● What the exercise asks:
Reproduce each line exactly, including spacing and punctuation.

● Source records:

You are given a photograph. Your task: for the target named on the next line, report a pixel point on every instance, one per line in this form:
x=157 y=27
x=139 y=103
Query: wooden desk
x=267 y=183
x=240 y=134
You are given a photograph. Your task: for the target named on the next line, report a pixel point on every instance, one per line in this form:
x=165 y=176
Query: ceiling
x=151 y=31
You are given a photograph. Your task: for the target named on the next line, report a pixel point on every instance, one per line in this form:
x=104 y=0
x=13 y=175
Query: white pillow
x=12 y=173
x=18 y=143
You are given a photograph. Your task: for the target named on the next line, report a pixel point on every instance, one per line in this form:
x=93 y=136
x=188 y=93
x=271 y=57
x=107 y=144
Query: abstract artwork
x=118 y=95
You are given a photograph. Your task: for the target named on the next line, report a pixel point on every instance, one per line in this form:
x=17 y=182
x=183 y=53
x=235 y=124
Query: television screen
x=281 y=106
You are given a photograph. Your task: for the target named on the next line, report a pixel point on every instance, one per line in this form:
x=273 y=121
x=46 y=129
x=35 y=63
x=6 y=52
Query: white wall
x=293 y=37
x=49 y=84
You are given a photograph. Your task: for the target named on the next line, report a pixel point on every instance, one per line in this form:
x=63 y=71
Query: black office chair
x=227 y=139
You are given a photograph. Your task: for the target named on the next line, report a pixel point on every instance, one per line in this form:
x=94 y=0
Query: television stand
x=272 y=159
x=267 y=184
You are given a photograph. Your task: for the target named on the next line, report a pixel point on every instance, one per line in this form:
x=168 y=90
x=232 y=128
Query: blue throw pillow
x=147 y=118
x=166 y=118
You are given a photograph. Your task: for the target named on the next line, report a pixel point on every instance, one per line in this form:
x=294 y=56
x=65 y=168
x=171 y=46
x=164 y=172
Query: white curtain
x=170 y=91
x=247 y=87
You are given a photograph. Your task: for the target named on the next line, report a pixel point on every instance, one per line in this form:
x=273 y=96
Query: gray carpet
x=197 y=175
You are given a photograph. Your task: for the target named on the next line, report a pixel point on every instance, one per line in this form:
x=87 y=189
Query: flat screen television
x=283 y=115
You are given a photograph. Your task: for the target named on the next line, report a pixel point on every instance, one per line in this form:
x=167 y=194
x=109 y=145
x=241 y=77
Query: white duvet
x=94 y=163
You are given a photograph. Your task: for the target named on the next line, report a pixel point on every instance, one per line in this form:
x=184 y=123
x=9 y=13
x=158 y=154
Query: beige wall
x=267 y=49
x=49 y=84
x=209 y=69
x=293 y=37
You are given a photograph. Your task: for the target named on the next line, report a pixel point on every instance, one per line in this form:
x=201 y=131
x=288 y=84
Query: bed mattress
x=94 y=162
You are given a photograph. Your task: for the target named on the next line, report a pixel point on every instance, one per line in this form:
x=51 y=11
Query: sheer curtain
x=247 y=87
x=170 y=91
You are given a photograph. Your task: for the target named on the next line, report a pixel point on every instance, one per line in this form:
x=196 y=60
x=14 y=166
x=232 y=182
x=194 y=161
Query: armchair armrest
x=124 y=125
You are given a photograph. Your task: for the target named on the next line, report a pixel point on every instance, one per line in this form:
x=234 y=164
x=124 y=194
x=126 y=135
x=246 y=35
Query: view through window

● Response to this exercise:
You are given a photograph. Your task: for the target named on the next line, report a pixel point on every instance, one per line in this form:
x=157 y=27
x=139 y=103
Query: wooden desk
x=267 y=183
x=240 y=134
You are given a photograph. Your task: for the target named on the next line, report a pixel point on every instance, one per line in this form:
x=165 y=176
Query: ceiling
x=151 y=31
You are given a photograph. Your task: for the target named on the next line, report a pixel point on every instance, one per line in this form:
x=104 y=0
x=13 y=175
Query: white pillow
x=12 y=173
x=18 y=143
You are given a photograph. Your task: for the target named on the next line, report a pixel point on every instance, one per line in this form:
x=93 y=136
x=188 y=93
x=271 y=57
x=107 y=144
Query: abstract artwork
x=118 y=95
You are given a photograph. Your task: for the target named on the next line, report a pixel point on every instance, one per line in this form:
x=17 y=182
x=183 y=53
x=235 y=124
Query: television screen
x=281 y=106
You are given a photograph. Your task: for the target named on the next line, report a pixel point on every instance, one per line in this form:
x=273 y=121
x=46 y=129
x=35 y=63
x=6 y=52
Query: white wall
x=293 y=37
x=49 y=84
You are given a photograph. Your task: for the target named on the next line, report a pixel point on every instance, one per line in this form:
x=63 y=71
Query: black office chair
x=227 y=139
You are given a photograph. Your task: for the target named on the next line, report a pixel point on every instance, one per line in this form:
x=94 y=0
Query: television stand
x=272 y=159
x=267 y=184
You are given a photograph. Your task: for the target named on the next line, report a pixel point on every instance, one per line in this form:
x=168 y=90
x=232 y=128
Query: blue throw pillow
x=147 y=118
x=166 y=118
You are given a photograph. Your task: for the target named on the next line, report a pixel point on every instance, one per line in this form:
x=294 y=56
x=65 y=168
x=171 y=46
x=164 y=172
Query: white curtain
x=170 y=91
x=247 y=87
You are given a photograph. Your task: for the target named on the next line, report a pixel point on every instance, one per line in this form:
x=273 y=96
Query: gray carpet
x=197 y=175
You are given a photograph. Your task: for the target named on the next line, report a pixel point on every instance, one per line in this form:
x=87 y=189
Query: flat screen television
x=283 y=115
You are given a photograph. Your task: for the target named on the next line, report a pixel point on every instance, one per line in this form:
x=167 y=194
x=109 y=145
x=241 y=77
Query: white duvet
x=94 y=163
You are given a photograph. Your task: for the target named on the next line, report a pixel point on every instance, one per line in this form:
x=184 y=123
x=9 y=13
x=158 y=154
Query: beige wall
x=267 y=49
x=49 y=84
x=209 y=69
x=293 y=37
You are given a photograph. Your task: for the target named on the next line, report a pixel point on every instance, one per line in this form:
x=201 y=131
x=288 y=84
Query: bed mattress
x=94 y=162
You are given a photograph. Your task: for the target named on the next line, report a pixel point on every instance, one per line in this form:
x=51 y=11
Query: sheer curtain
x=247 y=87
x=170 y=91
You are given a photograph. Your task: for the target named on the next line, report a pixel point on every instance, one per line in this form:
x=196 y=60
x=14 y=166
x=232 y=182
x=194 y=161
Query: armchair armrest
x=124 y=125
You are given a photograph. Your task: for the target named on the next line, report a pixel point on every instance, one per line in this form:
x=234 y=164
x=124 y=194
x=126 y=135
x=246 y=35
Query: view through window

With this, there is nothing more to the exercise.